# Texto apresentado
═══
Um dos personagens mais recentes, o simpático Wolverine, é outro casca grossa que sofre. Apareceu em 1974, como coadjuvante na Revista do Hulk. Vítima de experiências governamentais, Wolverine é dotado de uma característica peculiar: a regeneração celular. Seu corpo se regenera não importando o impacto que venha a sofrer. Como sua memória foi apagada, vive um mundo incerto não sabendo o que é verdade e o que foi implantado em seu cérebro pelos militares.
═══
# Tarefas propostas
(a) Transcreva do texto sobre Wolverine o trecho que vai de "Um dos personagens" até "cérebro pelos militares.".
(b) Segundo o texto sobre Wolverine, em que ano o personagem apareceu?
(c) Prossiga o texto sobre Wolverine a partir do ponto em que ele termina.

Anotações de contorno de objetos
═══
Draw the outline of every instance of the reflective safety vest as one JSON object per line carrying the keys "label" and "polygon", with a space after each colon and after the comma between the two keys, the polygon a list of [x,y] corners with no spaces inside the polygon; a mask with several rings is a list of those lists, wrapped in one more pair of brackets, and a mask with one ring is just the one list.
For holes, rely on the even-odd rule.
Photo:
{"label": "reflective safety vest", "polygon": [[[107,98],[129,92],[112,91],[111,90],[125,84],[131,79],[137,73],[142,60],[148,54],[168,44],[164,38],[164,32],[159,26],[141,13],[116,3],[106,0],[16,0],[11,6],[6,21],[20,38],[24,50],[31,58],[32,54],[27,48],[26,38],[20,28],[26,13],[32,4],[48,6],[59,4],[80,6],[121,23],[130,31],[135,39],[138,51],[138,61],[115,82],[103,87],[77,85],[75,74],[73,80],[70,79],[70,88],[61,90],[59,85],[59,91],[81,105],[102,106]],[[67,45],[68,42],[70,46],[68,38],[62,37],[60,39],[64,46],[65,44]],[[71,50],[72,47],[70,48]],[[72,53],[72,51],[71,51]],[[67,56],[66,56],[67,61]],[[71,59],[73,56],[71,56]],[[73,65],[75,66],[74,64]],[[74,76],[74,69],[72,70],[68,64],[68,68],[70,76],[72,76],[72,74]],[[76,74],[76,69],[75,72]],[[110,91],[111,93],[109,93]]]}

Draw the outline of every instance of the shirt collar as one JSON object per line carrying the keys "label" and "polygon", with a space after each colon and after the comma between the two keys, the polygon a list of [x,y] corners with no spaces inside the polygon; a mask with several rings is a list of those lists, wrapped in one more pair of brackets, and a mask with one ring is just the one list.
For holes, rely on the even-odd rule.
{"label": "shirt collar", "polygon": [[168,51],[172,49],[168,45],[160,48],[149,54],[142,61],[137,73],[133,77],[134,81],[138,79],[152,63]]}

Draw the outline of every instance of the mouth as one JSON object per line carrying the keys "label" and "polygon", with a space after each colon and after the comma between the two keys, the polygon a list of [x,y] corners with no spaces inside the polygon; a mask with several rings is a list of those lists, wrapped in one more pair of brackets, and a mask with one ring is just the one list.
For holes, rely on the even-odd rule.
═══
# Respostas
(a)
Um dos personagens mais recentes, o simpático Wolverine, é outro casca grossa que sofre. Apareceu em 1974, como coadjuvante na Revista do Hulk. Vítima de experiências governamentais, Wolverine é dotado de uma característica peculiar: a regeneração celular. Seu corpo se regenera não importando o impacto que venha a sofrer. Como sua memória foi apagada, vive um mundo incerto não sabendo o que é verdade e o que foi implantado em seu cérebro pelos militares.

(b) Em 1974.

(c)
Os heróis das histórias em quadrinhos são seres que lutam contra seus fantasmas. São homens sofridos que assumem uma personalidade paralela que, de alguma forma, os impulsiona a superar os traumas. Pensando bem, nunca tive as bases necessárias para ser um herói como os das histórias em quadrinhos. O menino que jogava bola o dia todo, que corria na chuva empurrando um pneu velho, que subia em árvores para apanhar bergamotas, que se deliciava com os bolinhos de farinha soja fritos, servidos pela merendeira, não tem perfil para herói. Nenhum grande drama, nenhum trauma. 
Como diz Caetano Veloso em uma canção; “sou um homem comum, um qualquer um”. Ainda bem!